▸ **Do this**:
Turn the items below into a numbered list with one line per entry, skipping any blank lines and leaving out the pictures.

[begin Provided data]

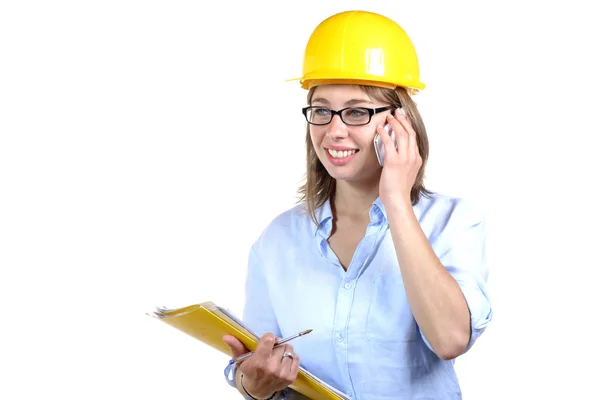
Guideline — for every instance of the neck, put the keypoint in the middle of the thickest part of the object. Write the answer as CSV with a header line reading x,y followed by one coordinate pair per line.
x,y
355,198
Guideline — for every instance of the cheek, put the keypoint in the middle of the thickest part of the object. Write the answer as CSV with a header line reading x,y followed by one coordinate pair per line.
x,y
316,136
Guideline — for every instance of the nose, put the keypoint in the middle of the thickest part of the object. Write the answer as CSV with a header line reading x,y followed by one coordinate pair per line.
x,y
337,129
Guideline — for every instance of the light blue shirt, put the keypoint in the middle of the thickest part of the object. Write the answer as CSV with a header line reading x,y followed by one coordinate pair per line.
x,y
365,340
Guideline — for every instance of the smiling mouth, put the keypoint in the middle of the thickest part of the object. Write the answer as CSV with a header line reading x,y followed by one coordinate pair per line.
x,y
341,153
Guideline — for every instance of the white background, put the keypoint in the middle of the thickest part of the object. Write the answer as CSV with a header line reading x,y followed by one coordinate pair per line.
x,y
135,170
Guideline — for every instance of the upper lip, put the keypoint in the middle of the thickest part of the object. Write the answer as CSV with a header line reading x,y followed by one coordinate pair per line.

[end Provided data]

▸ **Written solution**:
1. Guideline — for every instance of the neck, put the keypoint in the middle of the thickest part of the object. Write the answer as CSV with a header line reading x,y followed by one coordinate pair per line.
2. x,y
3. 355,198
4. Guideline — for every instance of the cheek, put the keypoint in the middle of the thickest part of the object. Write the answer as CSV with a header line reading x,y followed by one coordinate pair per line.
5. x,y
6. 316,136
7. Guideline — for every instance of the nose, put the keypoint in the middle of the thickest part of the object. Write the answer as CSV with a header line reading x,y followed by one coordinate pair per line.
8. x,y
9. 337,129
10. Guideline — for every instance of the light blue shirt, put the keypoint in the middle of the thickest part of the object. Write the answer as CSV with a header line reading x,y followed by one coordinate pair per line.
11. x,y
12. 365,340
13. Guideline — for every instance of the smiling mouth, put the keypoint in the middle of the thickest part of the object. Write the answer as CSV with a header line reading x,y followed by one coordinate pair per line.
14. x,y
15. 341,153
16. Guideline — for every instance of the white background, put the keypoint in the middle of the thickest part of the object. Write the answer as CSV with a header line reading x,y followed by one coordinate pair per line.
17. x,y
18. 135,170
19. Guideline — for every instance of the upper lip, put the keypoint in the middle of the thickest part of the object. Write the answer as CSV with a header line reading x,y followed by one coordinate pair per line.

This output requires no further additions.